# Instruction
List every line of the records containing the string "slope", matching case exactly.

# Given data

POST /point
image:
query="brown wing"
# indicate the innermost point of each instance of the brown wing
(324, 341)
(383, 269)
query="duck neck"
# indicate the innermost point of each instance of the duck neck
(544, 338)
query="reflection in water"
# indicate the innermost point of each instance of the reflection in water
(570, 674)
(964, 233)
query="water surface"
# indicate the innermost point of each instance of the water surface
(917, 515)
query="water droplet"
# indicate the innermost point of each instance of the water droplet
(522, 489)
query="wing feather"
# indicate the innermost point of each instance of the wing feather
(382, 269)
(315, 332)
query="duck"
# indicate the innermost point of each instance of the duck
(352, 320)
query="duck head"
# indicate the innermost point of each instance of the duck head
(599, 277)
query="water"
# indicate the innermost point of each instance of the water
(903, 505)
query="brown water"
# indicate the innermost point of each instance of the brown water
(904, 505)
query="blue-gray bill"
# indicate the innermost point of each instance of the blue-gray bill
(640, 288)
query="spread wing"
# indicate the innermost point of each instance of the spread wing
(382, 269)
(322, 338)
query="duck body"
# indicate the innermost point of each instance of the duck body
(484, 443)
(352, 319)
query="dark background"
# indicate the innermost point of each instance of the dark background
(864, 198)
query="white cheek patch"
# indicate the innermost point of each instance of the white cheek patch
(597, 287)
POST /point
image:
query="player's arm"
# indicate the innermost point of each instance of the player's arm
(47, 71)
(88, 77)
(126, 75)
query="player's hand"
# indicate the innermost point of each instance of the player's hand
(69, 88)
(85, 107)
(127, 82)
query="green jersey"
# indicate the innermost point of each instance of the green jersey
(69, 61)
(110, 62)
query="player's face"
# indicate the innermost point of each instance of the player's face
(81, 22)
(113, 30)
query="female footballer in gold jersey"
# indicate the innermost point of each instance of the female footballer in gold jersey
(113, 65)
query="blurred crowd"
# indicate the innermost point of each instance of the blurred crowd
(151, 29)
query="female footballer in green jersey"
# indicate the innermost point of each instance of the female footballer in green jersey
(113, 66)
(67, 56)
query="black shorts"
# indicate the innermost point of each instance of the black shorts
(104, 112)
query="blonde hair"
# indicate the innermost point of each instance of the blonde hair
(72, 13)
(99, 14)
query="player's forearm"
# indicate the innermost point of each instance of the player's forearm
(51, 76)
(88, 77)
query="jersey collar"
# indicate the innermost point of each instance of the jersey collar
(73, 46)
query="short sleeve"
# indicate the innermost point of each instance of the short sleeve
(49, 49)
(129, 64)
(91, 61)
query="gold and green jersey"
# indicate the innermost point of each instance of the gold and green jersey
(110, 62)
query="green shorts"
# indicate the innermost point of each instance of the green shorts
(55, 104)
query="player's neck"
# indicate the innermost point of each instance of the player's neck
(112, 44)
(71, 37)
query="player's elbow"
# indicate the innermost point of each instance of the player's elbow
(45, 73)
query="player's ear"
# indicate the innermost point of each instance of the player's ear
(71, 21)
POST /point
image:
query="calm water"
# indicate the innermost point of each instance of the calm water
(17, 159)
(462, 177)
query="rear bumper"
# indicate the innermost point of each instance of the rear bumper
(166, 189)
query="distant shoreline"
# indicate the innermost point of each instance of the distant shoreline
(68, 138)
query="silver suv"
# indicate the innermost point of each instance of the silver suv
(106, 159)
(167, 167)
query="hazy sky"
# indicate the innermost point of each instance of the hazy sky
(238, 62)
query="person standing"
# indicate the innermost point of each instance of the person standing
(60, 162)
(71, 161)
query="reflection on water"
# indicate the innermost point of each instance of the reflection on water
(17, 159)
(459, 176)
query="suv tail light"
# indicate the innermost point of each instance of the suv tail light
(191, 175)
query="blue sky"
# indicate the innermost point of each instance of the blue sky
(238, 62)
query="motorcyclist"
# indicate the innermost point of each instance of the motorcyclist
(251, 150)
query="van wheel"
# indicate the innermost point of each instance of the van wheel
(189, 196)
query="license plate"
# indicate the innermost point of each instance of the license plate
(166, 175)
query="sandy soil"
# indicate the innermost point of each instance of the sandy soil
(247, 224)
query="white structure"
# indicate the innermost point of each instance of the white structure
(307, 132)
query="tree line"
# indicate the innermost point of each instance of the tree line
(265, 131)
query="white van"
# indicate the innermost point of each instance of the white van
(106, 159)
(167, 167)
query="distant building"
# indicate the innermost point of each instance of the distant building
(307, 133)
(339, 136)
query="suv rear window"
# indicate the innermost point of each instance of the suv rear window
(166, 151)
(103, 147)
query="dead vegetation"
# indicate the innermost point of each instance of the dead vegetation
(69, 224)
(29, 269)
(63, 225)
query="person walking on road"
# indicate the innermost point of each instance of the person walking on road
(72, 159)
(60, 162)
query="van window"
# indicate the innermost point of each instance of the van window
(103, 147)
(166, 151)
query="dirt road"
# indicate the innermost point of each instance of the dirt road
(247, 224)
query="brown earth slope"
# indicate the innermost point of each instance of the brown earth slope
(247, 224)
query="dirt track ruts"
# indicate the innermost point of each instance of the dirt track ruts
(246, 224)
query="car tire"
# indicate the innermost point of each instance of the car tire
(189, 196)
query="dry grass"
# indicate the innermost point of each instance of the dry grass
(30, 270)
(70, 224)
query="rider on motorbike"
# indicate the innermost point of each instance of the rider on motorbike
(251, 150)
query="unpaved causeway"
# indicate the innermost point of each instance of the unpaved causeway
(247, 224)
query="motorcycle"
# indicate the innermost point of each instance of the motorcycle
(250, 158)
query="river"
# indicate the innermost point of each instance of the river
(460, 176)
* * *
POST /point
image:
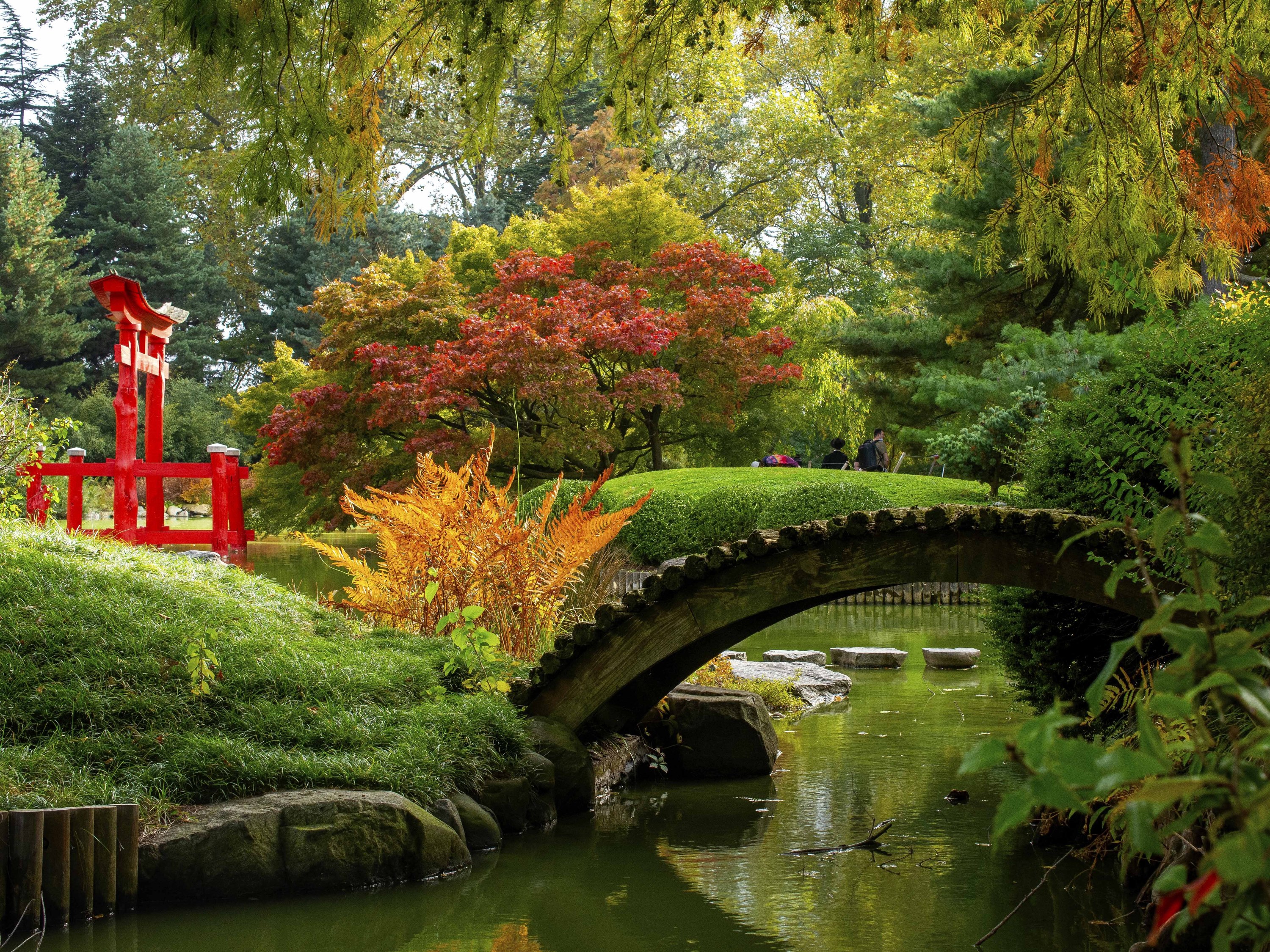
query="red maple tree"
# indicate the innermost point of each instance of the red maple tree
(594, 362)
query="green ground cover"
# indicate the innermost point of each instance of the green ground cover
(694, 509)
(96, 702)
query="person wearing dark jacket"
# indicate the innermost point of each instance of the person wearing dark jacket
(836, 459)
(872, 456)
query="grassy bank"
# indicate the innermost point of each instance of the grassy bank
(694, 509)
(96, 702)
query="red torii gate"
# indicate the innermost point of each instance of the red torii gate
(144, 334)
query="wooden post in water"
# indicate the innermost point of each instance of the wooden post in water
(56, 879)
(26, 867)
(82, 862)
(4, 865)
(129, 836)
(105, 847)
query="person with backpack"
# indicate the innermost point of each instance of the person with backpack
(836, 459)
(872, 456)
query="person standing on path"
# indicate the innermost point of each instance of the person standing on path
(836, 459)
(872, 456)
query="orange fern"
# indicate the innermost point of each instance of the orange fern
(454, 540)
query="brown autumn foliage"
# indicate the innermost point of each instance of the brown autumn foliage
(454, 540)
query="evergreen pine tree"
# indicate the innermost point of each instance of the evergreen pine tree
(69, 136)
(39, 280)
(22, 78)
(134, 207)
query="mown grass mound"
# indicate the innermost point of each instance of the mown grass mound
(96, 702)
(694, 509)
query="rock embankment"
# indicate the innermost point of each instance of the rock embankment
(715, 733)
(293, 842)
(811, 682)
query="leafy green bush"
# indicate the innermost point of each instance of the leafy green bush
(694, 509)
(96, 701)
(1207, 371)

# Written answer
query="brown earth slope"
# indicate the innermost point of each instance of the brown earth slope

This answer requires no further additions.